### Exercise instructions
Include in the output the line containing "grey fence panel in the given photograph." and each subsequent line of the records, through the end, transcribed exactly. Add nothing else.

### Material provided
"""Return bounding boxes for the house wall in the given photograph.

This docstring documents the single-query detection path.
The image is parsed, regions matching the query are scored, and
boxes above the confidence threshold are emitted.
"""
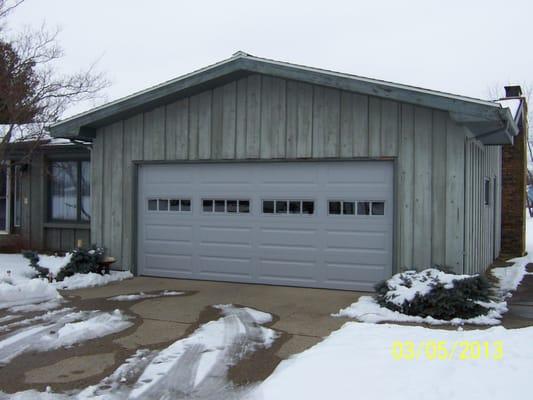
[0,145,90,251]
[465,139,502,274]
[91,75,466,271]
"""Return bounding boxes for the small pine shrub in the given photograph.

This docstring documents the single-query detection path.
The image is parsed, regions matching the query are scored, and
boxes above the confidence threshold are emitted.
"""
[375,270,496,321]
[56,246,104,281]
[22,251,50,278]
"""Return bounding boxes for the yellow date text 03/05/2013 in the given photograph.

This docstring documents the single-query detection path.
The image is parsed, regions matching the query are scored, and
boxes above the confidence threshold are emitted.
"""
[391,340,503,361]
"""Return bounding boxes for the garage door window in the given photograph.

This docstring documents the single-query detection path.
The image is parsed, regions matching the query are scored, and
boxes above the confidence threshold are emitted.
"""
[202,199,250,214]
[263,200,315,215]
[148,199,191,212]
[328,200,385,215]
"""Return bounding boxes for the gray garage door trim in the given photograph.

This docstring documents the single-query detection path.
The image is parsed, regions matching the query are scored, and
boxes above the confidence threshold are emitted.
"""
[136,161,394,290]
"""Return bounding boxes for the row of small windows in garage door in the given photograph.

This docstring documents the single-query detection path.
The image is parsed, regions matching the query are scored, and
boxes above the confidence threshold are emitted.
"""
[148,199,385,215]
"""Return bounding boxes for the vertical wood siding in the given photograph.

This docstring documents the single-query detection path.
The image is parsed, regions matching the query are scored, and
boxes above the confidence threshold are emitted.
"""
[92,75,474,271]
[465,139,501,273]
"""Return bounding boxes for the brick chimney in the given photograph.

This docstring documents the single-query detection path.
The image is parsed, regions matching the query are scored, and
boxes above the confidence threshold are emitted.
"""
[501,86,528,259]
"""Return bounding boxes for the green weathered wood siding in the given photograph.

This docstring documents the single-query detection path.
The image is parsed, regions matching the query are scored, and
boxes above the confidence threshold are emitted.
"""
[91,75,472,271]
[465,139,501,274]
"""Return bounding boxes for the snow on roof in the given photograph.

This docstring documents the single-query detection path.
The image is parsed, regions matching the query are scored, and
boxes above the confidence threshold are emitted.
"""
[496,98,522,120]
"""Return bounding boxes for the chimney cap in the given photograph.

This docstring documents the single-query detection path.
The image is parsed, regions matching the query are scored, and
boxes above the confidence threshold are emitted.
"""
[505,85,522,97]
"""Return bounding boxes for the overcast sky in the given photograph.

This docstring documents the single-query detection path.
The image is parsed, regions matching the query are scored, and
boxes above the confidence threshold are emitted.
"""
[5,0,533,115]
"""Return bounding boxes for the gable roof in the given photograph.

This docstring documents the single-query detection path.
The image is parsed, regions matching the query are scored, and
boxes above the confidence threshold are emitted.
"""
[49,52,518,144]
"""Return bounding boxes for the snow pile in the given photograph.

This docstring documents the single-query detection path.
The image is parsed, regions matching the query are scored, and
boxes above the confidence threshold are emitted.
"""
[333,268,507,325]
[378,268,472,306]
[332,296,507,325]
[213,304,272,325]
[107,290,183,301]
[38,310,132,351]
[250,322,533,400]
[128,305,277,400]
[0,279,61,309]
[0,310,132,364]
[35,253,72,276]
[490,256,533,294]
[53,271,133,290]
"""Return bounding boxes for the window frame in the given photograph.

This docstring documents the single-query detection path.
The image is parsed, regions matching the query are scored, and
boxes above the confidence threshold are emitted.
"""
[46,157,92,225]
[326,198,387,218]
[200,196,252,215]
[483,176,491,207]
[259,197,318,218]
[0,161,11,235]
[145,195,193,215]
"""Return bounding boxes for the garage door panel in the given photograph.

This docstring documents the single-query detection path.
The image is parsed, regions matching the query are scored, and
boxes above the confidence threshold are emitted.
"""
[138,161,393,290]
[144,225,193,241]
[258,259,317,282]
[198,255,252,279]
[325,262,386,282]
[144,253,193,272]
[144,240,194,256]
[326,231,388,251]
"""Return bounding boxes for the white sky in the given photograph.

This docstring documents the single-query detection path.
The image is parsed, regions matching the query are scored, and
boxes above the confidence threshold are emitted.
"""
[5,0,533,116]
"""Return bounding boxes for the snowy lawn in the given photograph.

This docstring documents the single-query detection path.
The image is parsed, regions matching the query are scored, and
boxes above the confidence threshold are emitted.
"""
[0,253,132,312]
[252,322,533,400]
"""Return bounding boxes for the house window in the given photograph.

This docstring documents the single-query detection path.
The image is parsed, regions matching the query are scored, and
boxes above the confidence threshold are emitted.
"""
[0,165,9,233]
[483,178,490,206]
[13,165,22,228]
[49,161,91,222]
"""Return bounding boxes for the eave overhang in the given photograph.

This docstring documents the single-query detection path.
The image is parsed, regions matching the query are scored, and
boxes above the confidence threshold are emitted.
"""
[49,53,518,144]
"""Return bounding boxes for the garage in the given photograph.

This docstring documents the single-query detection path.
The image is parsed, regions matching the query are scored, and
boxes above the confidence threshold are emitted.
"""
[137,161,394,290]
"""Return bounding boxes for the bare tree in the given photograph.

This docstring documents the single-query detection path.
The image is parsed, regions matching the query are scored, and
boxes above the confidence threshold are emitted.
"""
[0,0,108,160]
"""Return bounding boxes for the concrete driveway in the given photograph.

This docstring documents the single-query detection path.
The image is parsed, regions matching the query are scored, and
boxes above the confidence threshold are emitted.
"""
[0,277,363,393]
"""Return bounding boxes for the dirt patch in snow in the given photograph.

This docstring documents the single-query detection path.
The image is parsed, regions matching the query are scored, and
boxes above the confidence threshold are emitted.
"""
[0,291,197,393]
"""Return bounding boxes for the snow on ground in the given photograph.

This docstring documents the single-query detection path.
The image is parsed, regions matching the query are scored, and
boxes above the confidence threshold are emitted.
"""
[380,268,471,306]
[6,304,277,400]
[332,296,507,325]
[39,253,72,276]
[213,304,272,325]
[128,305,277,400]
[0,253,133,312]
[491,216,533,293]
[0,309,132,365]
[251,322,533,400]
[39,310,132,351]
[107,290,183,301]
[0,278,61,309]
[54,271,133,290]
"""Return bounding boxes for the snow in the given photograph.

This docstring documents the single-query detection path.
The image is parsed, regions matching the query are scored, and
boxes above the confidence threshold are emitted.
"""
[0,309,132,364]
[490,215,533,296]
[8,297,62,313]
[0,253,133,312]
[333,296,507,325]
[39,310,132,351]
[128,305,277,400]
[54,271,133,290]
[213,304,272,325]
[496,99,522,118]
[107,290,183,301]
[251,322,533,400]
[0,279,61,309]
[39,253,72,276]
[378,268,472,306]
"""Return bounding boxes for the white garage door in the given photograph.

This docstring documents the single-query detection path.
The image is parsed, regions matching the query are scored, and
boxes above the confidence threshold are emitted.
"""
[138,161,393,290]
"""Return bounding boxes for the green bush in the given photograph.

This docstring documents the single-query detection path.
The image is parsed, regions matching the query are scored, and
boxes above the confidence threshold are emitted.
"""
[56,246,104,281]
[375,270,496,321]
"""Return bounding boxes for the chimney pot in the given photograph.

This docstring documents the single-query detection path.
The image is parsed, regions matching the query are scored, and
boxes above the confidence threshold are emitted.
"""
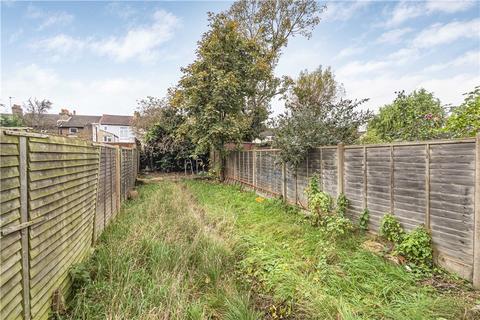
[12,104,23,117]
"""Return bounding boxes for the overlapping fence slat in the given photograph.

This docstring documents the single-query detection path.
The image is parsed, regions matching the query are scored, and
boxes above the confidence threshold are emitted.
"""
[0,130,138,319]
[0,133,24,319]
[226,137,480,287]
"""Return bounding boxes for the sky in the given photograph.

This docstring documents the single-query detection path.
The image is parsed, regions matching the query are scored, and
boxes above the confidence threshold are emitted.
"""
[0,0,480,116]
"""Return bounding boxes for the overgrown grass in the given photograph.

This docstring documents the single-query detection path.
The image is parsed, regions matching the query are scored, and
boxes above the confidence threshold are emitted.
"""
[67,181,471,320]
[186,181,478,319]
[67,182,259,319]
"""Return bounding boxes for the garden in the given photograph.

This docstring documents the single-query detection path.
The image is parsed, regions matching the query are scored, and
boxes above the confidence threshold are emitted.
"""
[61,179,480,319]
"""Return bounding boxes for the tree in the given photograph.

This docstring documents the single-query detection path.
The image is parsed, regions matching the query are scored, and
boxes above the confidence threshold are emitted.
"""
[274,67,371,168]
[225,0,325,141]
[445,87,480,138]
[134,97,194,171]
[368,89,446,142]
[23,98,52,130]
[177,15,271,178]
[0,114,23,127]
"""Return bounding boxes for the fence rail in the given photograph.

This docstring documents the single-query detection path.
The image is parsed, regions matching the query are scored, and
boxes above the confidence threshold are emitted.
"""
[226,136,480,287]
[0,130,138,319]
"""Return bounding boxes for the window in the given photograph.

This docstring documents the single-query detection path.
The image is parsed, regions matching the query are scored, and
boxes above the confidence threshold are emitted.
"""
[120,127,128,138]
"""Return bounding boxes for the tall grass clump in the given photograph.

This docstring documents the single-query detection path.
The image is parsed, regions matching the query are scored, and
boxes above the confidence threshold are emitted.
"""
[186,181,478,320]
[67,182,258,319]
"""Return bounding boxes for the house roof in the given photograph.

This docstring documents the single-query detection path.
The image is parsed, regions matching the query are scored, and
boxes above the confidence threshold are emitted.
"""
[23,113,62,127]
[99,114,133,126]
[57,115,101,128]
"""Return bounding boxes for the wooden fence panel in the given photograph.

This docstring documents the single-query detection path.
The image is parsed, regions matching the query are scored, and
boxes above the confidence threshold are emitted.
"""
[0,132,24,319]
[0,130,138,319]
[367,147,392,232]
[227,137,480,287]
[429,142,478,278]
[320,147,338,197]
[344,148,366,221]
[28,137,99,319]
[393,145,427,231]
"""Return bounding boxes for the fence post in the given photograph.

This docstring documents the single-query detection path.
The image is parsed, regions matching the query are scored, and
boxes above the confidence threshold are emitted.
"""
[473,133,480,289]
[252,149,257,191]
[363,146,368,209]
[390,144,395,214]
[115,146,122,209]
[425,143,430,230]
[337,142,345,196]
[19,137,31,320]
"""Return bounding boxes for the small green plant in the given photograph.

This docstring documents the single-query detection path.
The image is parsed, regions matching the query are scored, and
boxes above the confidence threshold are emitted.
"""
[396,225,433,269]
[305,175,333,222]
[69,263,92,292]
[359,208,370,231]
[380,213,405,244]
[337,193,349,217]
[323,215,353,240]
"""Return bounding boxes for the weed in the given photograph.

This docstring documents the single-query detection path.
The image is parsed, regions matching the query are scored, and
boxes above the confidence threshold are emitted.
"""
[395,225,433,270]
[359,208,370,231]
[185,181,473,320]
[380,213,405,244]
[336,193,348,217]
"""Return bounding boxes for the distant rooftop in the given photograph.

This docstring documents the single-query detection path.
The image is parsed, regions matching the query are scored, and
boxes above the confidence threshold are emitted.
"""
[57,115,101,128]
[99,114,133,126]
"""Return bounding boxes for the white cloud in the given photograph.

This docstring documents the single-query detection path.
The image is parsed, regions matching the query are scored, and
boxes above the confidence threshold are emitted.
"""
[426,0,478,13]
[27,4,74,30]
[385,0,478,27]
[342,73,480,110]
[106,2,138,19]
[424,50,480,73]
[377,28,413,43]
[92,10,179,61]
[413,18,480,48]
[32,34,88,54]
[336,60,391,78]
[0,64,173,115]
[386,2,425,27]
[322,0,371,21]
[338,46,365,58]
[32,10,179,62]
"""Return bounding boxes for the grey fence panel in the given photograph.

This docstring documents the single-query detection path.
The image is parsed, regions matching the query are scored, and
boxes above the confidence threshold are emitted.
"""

### Task output
"""Return bounding boxes for the grey fence panel in the given photograph.

This docstring documents the single-query detection path.
The image is parsed, regions matching the query are scored, and
boxes above the confidence threshold are emitted.
"""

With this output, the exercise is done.